#### Task directions
Transcribe only the part of the listing below that begins at the line containing "Where can the hatchback" and runs to its final line, keeping both ends.
====
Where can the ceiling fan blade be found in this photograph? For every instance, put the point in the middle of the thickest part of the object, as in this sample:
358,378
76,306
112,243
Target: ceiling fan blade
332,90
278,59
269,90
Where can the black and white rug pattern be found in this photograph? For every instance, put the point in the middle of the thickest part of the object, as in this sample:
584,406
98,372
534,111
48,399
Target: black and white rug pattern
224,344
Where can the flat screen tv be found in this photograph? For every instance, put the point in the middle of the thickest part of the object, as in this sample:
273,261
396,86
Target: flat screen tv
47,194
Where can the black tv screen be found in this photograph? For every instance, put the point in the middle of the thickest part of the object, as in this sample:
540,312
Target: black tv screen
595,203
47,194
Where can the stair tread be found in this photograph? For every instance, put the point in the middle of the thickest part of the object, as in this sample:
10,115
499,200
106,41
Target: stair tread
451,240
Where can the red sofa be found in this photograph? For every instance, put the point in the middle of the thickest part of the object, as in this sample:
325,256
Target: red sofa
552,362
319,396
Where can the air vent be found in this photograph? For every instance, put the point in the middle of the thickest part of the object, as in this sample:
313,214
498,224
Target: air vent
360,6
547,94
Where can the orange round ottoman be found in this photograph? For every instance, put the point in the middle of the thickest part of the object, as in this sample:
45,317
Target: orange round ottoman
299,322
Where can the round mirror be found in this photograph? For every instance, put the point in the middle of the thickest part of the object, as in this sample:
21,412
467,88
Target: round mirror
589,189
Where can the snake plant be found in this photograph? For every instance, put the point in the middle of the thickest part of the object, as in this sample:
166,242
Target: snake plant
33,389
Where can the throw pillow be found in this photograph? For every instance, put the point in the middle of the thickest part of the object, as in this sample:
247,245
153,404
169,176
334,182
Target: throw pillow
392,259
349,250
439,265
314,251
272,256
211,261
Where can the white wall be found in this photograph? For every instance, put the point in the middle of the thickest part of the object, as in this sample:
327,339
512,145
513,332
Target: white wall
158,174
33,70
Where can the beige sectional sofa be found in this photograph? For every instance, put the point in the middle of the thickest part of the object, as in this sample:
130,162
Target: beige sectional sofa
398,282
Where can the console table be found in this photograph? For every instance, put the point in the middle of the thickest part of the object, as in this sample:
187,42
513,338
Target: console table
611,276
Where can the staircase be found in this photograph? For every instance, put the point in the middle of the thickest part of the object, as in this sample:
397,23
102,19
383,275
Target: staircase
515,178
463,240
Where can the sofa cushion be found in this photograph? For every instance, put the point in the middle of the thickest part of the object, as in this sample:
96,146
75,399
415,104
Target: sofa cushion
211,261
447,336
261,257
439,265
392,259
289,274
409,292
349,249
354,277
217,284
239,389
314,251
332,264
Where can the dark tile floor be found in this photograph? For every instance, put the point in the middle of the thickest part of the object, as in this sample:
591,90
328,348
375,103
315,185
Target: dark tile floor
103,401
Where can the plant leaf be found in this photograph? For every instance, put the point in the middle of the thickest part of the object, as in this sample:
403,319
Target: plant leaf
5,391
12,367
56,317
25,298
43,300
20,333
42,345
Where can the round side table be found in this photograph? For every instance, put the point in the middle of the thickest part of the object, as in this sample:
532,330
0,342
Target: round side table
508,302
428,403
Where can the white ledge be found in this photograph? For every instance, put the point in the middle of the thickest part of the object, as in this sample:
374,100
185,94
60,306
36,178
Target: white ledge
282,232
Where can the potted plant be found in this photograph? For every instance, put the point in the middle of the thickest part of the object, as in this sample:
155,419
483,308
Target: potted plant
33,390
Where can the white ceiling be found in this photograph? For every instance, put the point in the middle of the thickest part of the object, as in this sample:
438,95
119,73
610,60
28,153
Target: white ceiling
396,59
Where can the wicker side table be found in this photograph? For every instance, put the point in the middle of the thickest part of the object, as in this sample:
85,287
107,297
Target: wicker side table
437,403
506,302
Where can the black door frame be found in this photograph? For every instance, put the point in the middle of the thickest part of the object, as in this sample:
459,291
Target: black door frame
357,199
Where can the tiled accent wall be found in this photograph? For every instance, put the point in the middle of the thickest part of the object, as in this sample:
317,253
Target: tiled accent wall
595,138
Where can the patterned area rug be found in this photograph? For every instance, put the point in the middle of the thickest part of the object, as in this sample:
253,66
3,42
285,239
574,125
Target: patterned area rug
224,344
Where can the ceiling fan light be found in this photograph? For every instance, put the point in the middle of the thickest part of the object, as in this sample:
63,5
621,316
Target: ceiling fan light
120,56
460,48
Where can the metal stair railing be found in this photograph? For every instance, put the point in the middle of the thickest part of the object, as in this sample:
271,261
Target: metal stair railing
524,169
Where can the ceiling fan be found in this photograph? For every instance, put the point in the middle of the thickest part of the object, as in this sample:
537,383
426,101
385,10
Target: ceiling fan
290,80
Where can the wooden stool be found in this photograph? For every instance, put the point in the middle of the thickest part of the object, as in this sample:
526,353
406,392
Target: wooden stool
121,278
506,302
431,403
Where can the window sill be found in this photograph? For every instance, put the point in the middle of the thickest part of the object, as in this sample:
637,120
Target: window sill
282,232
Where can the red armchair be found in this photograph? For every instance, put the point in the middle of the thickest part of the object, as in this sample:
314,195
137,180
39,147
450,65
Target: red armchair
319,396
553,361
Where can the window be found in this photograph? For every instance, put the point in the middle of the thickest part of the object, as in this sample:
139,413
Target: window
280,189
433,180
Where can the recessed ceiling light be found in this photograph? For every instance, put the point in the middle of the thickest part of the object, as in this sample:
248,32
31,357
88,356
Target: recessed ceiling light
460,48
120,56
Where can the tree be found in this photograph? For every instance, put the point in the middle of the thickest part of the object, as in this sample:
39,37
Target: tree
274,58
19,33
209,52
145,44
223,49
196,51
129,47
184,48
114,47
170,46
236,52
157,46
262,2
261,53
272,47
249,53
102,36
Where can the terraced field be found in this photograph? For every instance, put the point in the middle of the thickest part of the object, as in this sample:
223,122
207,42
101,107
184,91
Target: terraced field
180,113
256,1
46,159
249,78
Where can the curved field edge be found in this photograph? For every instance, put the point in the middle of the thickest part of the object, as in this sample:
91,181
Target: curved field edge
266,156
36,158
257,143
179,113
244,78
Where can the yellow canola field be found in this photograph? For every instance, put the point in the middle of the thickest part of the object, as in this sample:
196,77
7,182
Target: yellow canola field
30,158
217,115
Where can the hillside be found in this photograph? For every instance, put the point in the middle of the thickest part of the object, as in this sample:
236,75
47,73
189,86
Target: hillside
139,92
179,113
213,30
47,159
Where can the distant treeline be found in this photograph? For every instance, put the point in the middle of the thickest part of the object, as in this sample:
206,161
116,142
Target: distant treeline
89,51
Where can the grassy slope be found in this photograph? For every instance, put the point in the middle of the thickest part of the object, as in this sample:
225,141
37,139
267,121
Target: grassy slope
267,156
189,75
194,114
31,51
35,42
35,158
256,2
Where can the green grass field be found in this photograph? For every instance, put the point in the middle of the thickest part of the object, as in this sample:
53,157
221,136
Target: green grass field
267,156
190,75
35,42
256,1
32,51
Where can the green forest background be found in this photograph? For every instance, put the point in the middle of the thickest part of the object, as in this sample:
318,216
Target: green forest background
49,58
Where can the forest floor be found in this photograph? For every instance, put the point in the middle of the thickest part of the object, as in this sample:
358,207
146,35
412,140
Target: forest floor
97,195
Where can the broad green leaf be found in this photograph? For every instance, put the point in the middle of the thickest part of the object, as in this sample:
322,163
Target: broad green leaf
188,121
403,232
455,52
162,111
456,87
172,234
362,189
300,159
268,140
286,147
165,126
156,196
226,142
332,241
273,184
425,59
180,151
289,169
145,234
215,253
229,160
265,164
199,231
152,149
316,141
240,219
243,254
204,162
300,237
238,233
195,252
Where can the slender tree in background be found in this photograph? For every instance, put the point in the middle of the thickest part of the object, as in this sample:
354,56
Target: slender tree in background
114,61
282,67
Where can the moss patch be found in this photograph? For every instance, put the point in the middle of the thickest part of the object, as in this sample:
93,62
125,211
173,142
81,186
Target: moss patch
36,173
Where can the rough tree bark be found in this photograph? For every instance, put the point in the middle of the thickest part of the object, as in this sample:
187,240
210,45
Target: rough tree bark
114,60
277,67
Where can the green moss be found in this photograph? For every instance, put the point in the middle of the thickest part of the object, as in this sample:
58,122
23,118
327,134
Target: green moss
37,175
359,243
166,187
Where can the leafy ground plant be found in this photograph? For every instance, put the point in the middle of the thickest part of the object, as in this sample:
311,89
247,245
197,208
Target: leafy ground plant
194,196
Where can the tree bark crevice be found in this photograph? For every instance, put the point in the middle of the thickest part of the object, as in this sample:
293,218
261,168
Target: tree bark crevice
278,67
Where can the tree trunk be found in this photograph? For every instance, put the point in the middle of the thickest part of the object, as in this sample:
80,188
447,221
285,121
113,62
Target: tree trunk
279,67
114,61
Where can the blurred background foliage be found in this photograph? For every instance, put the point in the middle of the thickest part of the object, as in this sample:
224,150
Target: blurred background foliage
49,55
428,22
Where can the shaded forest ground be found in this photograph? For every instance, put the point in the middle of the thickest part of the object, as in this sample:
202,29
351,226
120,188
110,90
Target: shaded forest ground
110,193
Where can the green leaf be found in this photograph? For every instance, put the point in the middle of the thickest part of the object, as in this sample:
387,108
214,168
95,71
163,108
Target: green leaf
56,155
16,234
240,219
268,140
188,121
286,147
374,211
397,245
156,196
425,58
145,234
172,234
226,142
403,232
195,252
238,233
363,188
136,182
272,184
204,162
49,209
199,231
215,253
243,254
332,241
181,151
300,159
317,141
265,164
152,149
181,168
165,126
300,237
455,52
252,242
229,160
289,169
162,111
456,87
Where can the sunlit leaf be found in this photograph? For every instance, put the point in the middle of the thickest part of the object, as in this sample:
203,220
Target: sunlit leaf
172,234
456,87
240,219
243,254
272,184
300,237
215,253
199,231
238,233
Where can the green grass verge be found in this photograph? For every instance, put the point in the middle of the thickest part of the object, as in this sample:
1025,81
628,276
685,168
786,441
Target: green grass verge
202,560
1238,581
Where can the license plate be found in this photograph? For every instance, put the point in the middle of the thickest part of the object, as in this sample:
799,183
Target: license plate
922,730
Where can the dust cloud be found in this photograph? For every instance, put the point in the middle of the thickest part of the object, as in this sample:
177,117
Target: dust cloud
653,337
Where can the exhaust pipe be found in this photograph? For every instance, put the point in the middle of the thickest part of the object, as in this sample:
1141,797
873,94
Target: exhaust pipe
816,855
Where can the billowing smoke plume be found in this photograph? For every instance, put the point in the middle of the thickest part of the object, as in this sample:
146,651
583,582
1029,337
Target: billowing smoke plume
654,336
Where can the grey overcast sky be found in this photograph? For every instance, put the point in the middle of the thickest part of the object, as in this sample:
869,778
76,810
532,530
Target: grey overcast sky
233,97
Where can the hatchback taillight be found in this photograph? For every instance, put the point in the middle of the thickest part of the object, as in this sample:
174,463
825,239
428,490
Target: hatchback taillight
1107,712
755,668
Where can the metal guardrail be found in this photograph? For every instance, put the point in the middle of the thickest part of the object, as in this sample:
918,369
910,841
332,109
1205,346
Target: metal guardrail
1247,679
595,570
====
#### The response
Where can the hatchback taillight be found in this photograph? For every instance, put the point in the middle of the thickest part of the object, as in this sample:
174,463
825,239
428,490
Target: hatchback taillight
1107,712
755,668
Where can the metal guardrail be found in this photograph? For every instance, put the point in the middle of the thickest part of the object, as in this sample:
918,369
910,841
332,109
1205,346
Target: metal guardrail
1247,679
595,570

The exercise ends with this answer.